-- TEXT SECTION --
5) How does the arrival of the tannery affect Ruku and the rest of the village? - The tannery has a positive effect on the village, but Ruku does not like it. Merchants were able to sell their products for more money, and this helped the village. The bazaar prices did go up, and Ruku was not fond of that. She did not like how the white men came into the village causing clatter and disruption. “…and all is shouting and disturbance and crowds wherever you go.” The rest of the village enjoys the commotion and extra market that the tannery brings.

6) Discuss the relationship between Ruku and Kunthi. What motivates Kunthi to behave as she does? - Ruku and Kunthi have an odd relationship. Kunthi is not fond of Ruku, however, Nathan is the father of Kunthi’s children. Kunthi becomes prostitute and seems to be jealous of Ruku and Nathan’s relationship. Kunthi has a lot of contempt for Ruku, and thinks she is above her. Contempt and jealousy are what motivate Kunthi. It seems as if Kunthi enjoys disagreeing with Ruku. She even goes as far as to blackmail Ruku into giving her rice. At first, Ruku does not know of Nathan’s past relationship with Kunthi, and when Ruku learns of it, her disposition of Kunthi increases.

7) Discuss the character of Kenny. Why is he unable to understand Ruku’s view of life? Do you think he respects Ruku? - Kenny is a foreign doctor. He helps Ruku with her infertility, and Nathan is not usually aware of Ruku’s visits to him. Kenny is a presumably from Great Britain, and makes an effort to help people. He is unable to understand Ruku’s view of life because Ruku has a spiritual view and understanding of life while Kenny does not. Kenny views material possessions and satisfying every want as a necessity. Ruku believes it cleanses the soul to sometimes have an empty stomach, and Kenny does not understand this spiritual philosophy. I believe Kenny respects Ruku to a degree. He can see what problems she goes through and that she tries to do the best she can with what she has. He does not always understand her views, but he tries to help and level with her.

-- THINGS TO DO --
a - Repeat the passage of the study answers between "5) How does" and "the tannery brings.", inclusive.
b - Which characters do the study answers mention by name?
c - In the study answers, what does Kunthi blackmail Ruku into giving her?
Answer from the study answers alone.

-- INFORMATION PROVIDED --
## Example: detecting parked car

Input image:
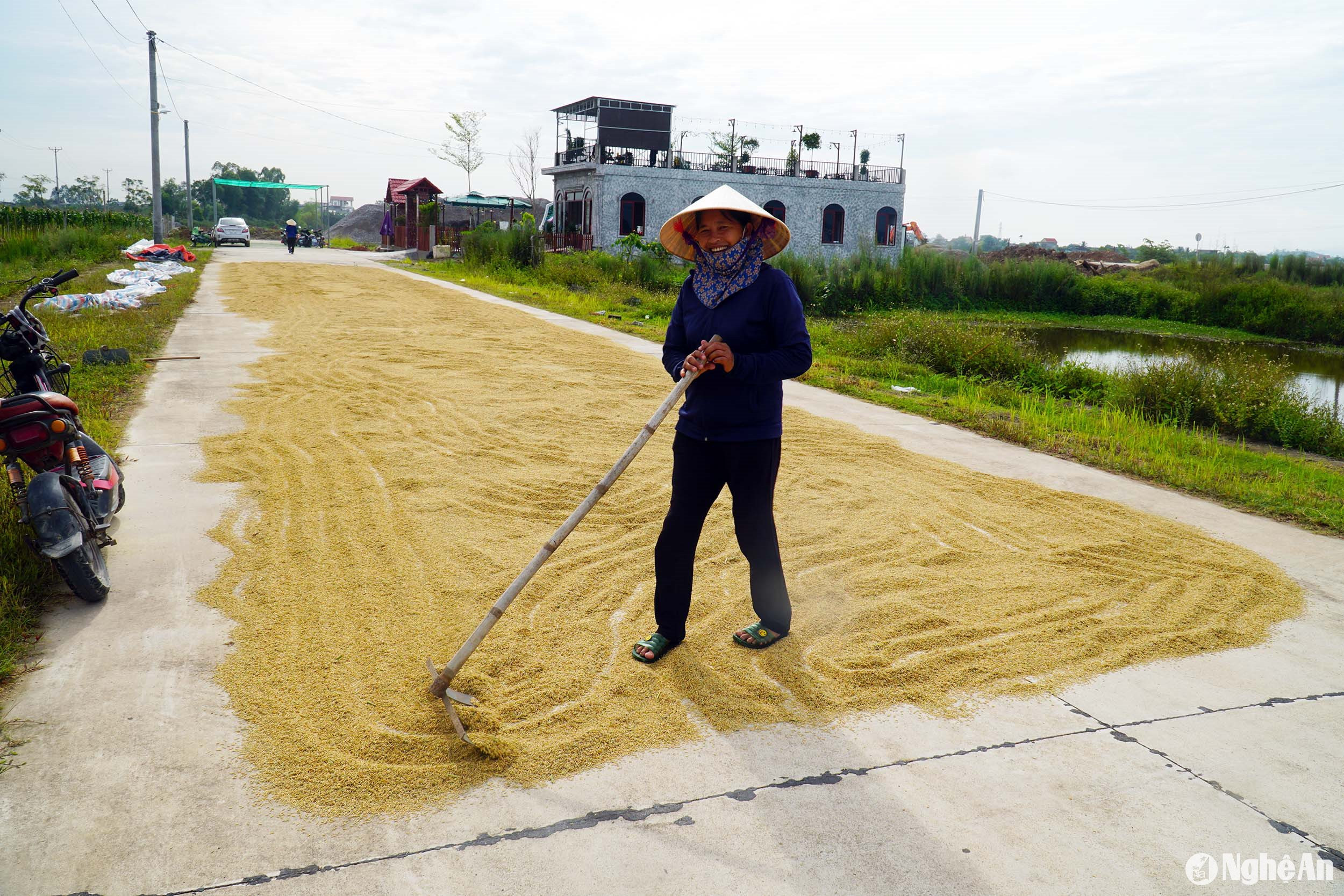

-- TASK ANSWERS --
a -
5) How does the arrival of the tannery affect Ruku and the rest of the village? - The tannery has a positive effect on the village, but Ruku does not like it. Merchants were able to sell their products for more money, and this helped the village. The bazaar prices did go up, and Ruku was not fond of that. She did not like how the white men came into the village causing clatter and disruption. “…and all is shouting and disturbance and crowds wherever you go.” The rest of the village enjoys the commotion and extra market that the tannery brings.

b - Ruku, Nathan, Kunthi, Kenny

c - Rice.